=== Work item ===
Could you reproduce every entry as it stands, leaving the pictures behind?
The data START
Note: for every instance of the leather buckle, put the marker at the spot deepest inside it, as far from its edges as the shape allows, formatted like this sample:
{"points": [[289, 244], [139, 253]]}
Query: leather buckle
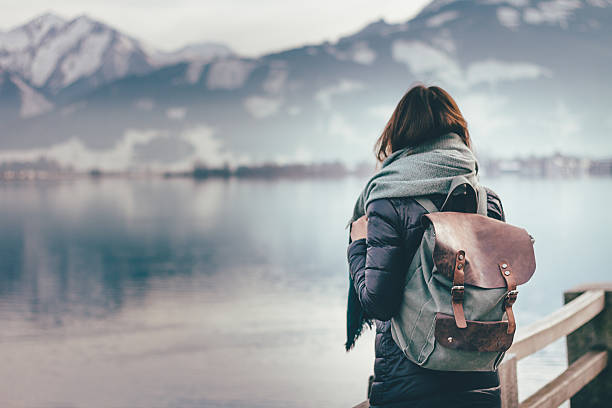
{"points": [[457, 292], [510, 297]]}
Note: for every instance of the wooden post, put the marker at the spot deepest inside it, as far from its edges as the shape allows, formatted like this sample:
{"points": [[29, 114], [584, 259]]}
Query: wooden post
{"points": [[508, 381], [596, 334]]}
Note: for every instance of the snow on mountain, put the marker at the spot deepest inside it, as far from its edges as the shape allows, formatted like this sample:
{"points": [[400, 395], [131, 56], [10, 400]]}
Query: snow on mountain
{"points": [[530, 76], [52, 54], [66, 58]]}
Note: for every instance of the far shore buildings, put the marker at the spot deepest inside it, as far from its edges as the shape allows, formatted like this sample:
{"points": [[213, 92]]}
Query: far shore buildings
{"points": [[555, 166]]}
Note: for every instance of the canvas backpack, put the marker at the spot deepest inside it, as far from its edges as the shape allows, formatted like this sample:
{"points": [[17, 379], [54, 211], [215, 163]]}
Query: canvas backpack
{"points": [[456, 313]]}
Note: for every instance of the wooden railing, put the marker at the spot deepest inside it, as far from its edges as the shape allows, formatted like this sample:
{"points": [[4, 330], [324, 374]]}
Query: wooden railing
{"points": [[586, 320]]}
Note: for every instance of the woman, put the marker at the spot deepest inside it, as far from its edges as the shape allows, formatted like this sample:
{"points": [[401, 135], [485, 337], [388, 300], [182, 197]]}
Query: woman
{"points": [[428, 136]]}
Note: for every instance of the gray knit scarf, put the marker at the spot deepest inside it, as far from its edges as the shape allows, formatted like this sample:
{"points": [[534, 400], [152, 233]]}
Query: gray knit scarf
{"points": [[410, 172]]}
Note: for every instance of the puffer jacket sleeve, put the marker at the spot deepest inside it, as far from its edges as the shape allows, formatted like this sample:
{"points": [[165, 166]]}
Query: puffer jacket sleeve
{"points": [[376, 263]]}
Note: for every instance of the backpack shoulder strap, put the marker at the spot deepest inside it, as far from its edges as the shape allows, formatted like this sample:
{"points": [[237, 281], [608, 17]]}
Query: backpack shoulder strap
{"points": [[459, 185], [427, 204]]}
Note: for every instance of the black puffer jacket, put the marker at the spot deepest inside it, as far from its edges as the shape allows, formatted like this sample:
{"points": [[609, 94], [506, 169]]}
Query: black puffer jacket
{"points": [[377, 266]]}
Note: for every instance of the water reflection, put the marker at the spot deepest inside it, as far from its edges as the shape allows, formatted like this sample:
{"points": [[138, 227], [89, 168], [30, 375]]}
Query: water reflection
{"points": [[224, 293]]}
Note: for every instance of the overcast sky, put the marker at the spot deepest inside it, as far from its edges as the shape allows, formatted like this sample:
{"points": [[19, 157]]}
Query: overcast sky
{"points": [[250, 27]]}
The data END
=== Result for this exercise ===
Note: for every instance of the leather buckle, put the marker at the spot deepest inside it, as far from its edges as the shape allows, formatted like this sample:
{"points": [[289, 244], [139, 253]]}
Query: leather buckle
{"points": [[457, 292], [510, 297]]}
Note: for every instance of the wooden post, put the marker at the spot deepest inside it, as far from its edges as the shape allows, formatted like this sample:
{"points": [[29, 114], [584, 259]]}
Query: wooden post
{"points": [[508, 381], [596, 334]]}
Note: for every instance of the snow on mountain, put the marker at the spot deepest inside it, as far from its edges as the shape allows, formatted like this sample:
{"points": [[400, 395], [131, 56], [10, 400]]}
Query: snow on mountain
{"points": [[530, 76], [52, 54], [66, 58]]}
Note: for every instance of the far shore buildings, put the marker at the spot deepest inside it, as far from its edges as the shape allows, formatted like this sample:
{"points": [[213, 92]]}
Query: far shore buildings
{"points": [[555, 166]]}
Note: for every instance of the canvas backpack, put the marker at the spot deepest inside it, as far from its edges as the shape allows, formatted like this sample:
{"points": [[17, 379], [54, 211], [215, 163]]}
Query: canvas backpack
{"points": [[456, 313]]}
Note: for every instance of the wooden railing, put the marker at the spot deepest inside it, as far from its edges as the shape allows, formatted like this sample:
{"points": [[4, 330], [324, 374]]}
Query: wooden railing
{"points": [[586, 320]]}
Note: for every instance of the woman, put the marker at the spot deepest inside it, as far from its edges as the shape allows, formatted like this sample:
{"points": [[401, 135], [485, 337], [388, 300], [182, 197]]}
Query: woman
{"points": [[428, 136]]}
Note: for every instance of the gray knit scarf, put the marker at the spot deepest inside it, as far from its edges as the shape allows, formatted like this sample:
{"points": [[534, 400], [152, 233]]}
Query: gray knit scarf
{"points": [[410, 172]]}
Note: for every instance of the puffer jacket sleeve, put the marker at the spot deepest inside it, as far from its edges as the shape allows, formatted like this sample:
{"points": [[165, 166]]}
Query: puffer jacket sleeve
{"points": [[376, 263]]}
Note: for every instance of the backpack shoulder strap, put the marker at the spot deepest inside it, as far from its edges as the shape allows, formatted like this sample:
{"points": [[237, 281], [608, 17]]}
Query: backpack shoulder strap
{"points": [[459, 185], [427, 204]]}
Note: for every instance of the black puffer jacket, put the marker at the spot deepest inside it, as far from its edges as the shape allows, formatted like this sample:
{"points": [[609, 94], [506, 169]]}
Query: black puffer jacket
{"points": [[377, 266]]}
Note: for every instance of the water reflection, put the marker at the spot deepest inside it, as far from its edges as the shape allows, formatted like this sample:
{"points": [[138, 227], [89, 168], [30, 375]]}
Query: water reflection
{"points": [[224, 293]]}
Note: for every instance of the overcast sky, put the marker at the spot deepest inside it, as far from its edges as the shape allows, formatted like this sample:
{"points": [[19, 157]]}
Query: overcast sky
{"points": [[250, 27]]}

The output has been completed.